··· TEXT BLOCK ···

Target Pistols and Target Shooters Part 3

Target Pistols and Target Shooters Part 3 Part 2 Part 1

Shooting the Air Venturi V10

By Dennis Adler

The Air Venturi V10 is absolutely capable of being used in entry level 10-Meter ISSF sanctioned shooting events. The grip design is based on 10-Meter styles although it is somewhat unique in its rough wood grained finish. This gives you superb grasp but rough edges need to be smoothed out for a comfortable grip by using a wood rasp. In this shot I have already adjusted the contour where my middle finger rests behind the triggerguard.

You can spend a lot of money for a 10-Meter pre-charged pneumatic (PCP) competition pistol like a Morini MOR-162MI (one of the most expensive with an MSRP of $1,900), a Hammerli AP20 PRO (one of the more affordable at just under $1,000) or a Walther LP400 (around $1,700), and they won’t feel much different in your hand than the Air Venturi V10 single shot pneumatic. A 10-Meter air pistol is built to a competition standard with mandatory grip designs and a generally similar configuration. Most PCP models look very much the same, as do modern single stroke pneumatics like the Air Venturi V10. The differences are speed and accuracy. A PCP pistol is faster to shoot, a single shot pneumatic slower, but the V10 is definitely competitive at the entry level, and at under $300 you can afford to get into training, even if you never intend to get into competitive shooting. (This also opens the door to Match Pistols, which I will begin covering in Part 4).

··· RECORD EXTRACTS ···

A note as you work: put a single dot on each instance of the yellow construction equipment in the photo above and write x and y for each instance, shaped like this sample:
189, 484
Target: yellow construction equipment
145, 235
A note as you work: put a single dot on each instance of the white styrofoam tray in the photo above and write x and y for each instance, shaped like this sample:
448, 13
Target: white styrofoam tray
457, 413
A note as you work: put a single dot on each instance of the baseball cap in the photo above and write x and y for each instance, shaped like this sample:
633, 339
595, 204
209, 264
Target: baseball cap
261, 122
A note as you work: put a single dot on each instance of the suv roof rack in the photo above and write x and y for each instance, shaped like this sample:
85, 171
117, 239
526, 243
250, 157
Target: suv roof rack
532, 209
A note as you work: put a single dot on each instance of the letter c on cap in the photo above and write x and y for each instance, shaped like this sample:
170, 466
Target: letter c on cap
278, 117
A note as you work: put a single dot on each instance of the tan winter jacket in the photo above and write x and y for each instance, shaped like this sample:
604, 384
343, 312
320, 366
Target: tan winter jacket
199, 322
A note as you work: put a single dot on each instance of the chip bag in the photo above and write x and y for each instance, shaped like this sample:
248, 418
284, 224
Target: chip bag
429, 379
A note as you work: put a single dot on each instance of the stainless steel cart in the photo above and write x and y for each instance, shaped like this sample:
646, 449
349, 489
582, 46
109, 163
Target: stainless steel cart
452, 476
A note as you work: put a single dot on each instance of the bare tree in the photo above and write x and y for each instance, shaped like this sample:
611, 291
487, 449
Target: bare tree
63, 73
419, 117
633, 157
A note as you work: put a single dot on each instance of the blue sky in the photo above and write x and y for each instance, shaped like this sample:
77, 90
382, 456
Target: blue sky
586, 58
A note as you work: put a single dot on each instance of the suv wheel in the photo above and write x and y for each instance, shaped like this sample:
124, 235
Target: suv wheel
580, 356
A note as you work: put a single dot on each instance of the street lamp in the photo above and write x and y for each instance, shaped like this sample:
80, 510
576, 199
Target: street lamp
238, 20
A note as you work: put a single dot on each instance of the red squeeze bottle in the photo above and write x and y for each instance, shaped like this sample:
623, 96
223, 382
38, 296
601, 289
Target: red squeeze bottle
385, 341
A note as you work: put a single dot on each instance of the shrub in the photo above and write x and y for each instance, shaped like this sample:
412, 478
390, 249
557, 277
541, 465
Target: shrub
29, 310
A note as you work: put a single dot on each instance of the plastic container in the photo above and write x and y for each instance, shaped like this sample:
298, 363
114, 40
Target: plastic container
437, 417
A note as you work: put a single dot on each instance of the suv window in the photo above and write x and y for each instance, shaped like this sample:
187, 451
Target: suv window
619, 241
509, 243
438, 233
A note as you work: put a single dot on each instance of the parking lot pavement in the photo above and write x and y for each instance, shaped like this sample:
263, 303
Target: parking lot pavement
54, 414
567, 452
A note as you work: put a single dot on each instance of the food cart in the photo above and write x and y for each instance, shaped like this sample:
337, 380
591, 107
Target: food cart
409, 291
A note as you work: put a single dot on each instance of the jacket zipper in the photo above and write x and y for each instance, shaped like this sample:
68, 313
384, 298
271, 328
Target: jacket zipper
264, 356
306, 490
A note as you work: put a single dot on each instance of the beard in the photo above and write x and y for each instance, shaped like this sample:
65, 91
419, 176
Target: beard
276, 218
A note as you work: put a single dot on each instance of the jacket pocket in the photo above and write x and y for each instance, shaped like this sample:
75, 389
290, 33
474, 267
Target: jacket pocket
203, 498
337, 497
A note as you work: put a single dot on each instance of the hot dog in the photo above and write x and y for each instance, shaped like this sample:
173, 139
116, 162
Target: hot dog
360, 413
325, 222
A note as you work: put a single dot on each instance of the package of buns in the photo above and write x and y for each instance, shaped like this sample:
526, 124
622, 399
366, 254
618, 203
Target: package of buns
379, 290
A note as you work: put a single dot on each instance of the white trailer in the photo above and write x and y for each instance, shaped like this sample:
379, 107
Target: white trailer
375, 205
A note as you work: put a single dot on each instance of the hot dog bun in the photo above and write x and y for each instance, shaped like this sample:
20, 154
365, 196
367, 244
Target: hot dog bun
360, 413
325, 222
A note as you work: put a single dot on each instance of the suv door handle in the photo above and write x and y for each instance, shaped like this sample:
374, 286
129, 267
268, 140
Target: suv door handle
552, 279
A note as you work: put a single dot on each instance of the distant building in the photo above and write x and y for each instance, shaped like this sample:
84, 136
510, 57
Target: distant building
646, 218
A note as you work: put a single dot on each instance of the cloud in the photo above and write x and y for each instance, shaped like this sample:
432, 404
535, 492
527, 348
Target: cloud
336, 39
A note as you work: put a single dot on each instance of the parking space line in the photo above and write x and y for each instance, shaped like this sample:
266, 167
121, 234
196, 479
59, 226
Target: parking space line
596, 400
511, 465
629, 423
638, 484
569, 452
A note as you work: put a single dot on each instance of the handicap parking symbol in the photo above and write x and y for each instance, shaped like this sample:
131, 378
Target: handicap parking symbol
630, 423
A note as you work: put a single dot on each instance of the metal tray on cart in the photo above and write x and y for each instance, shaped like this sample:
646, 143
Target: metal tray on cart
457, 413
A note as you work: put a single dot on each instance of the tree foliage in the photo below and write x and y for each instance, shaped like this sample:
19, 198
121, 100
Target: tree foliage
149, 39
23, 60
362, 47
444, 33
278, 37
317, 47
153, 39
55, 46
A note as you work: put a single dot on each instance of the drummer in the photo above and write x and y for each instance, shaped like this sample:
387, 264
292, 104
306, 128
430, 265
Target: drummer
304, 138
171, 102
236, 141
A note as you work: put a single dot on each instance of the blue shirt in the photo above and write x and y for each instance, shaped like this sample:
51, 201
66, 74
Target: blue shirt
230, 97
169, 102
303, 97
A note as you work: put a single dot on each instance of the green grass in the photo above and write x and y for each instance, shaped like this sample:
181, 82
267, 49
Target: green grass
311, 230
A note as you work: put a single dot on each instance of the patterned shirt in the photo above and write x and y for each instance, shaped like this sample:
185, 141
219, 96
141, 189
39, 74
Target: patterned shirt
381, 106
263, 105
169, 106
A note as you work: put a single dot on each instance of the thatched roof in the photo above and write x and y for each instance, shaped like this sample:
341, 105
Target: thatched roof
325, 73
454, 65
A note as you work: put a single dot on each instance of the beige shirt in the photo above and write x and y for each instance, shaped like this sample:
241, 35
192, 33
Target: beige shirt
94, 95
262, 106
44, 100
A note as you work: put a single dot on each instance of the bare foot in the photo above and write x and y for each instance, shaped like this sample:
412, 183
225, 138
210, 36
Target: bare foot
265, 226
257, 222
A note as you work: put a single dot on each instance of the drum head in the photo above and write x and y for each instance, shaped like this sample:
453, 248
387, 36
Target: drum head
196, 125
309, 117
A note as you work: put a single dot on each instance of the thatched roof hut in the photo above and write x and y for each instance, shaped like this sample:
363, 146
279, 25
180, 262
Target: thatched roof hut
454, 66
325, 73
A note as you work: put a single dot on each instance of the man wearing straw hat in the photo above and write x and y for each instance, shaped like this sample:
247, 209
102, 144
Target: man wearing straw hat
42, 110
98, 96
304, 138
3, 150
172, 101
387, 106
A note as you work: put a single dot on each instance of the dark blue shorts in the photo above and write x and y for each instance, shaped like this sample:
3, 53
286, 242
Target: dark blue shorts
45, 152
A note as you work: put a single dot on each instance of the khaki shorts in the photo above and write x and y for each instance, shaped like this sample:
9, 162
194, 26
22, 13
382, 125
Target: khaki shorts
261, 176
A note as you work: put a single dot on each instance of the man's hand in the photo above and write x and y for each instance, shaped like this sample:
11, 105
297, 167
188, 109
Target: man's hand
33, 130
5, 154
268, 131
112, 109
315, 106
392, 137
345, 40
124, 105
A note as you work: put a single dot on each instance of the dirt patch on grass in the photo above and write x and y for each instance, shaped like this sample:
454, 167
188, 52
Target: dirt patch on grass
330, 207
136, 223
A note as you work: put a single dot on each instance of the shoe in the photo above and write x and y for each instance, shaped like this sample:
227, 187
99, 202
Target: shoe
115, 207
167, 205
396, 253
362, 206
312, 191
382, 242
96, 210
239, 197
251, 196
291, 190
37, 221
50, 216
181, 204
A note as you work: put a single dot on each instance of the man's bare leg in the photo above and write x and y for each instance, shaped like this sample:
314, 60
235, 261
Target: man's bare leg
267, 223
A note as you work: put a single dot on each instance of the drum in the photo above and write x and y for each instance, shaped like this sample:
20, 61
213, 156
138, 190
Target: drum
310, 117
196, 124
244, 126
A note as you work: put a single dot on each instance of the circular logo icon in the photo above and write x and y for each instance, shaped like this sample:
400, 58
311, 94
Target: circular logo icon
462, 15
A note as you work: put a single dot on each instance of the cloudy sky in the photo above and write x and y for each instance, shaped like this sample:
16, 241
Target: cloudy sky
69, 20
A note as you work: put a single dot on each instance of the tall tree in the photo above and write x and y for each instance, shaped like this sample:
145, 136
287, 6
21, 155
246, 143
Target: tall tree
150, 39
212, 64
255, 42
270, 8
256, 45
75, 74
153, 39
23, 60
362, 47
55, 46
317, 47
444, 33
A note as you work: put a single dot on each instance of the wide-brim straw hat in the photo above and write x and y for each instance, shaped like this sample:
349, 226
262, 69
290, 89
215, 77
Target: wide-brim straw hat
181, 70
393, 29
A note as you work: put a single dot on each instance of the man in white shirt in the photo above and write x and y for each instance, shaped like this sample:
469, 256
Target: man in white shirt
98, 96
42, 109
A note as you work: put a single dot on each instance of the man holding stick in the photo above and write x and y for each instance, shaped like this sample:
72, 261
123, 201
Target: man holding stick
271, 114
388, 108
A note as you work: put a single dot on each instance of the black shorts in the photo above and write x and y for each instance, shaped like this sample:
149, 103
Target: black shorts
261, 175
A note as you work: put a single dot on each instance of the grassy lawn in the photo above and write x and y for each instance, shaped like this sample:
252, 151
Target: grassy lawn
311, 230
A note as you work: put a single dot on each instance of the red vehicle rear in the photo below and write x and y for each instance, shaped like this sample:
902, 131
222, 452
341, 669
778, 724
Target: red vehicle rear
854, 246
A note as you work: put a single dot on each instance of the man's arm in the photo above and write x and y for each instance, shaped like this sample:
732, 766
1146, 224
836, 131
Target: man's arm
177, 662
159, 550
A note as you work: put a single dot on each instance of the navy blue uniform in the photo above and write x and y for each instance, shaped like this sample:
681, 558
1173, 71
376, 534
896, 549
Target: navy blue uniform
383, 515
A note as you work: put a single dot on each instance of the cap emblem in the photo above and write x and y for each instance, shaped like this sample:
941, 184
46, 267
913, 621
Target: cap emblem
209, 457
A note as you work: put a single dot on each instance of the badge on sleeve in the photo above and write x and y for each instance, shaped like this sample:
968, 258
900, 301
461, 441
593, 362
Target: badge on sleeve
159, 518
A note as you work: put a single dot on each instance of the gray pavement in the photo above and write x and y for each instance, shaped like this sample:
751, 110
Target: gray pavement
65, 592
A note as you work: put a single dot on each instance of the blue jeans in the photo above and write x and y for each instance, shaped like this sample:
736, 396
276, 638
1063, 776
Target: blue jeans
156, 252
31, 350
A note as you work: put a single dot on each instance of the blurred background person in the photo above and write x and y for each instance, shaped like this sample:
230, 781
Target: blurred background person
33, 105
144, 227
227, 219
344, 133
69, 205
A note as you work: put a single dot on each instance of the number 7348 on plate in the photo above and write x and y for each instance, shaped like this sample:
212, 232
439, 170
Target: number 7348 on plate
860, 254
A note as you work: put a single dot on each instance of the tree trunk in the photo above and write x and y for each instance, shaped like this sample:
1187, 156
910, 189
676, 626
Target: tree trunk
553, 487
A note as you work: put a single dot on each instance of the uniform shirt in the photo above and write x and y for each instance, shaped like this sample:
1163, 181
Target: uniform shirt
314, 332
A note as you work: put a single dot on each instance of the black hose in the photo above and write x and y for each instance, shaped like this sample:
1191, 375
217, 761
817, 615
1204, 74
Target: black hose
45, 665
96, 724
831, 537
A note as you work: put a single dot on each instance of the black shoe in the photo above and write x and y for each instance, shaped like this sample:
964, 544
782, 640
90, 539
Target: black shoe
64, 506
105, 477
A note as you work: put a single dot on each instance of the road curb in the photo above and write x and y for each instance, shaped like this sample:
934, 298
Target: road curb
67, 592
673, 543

···

EXERCISE TASK: Rewrite the stretch of the V10 article from "The Air Venturi V10 is" through "behind the triggerguard.", putting "fine file" where it says "wood rasp". The entries have nothing to do with the V10 article.

RESULT BELOW:
The Air Venturi V10 is absolutely capable of being used in entry level 10-Meter ISSF sanctioned shooting events. The grip design is based on 10-Meter styles although it is somewhat unique in its rough wood grained finish. This gives you superb grasp but rough edges need to be smoothed out for a comfortable grip by using a fine file. In this shot I have already adjusted the contour where my middle finger rests behind the triggerguard.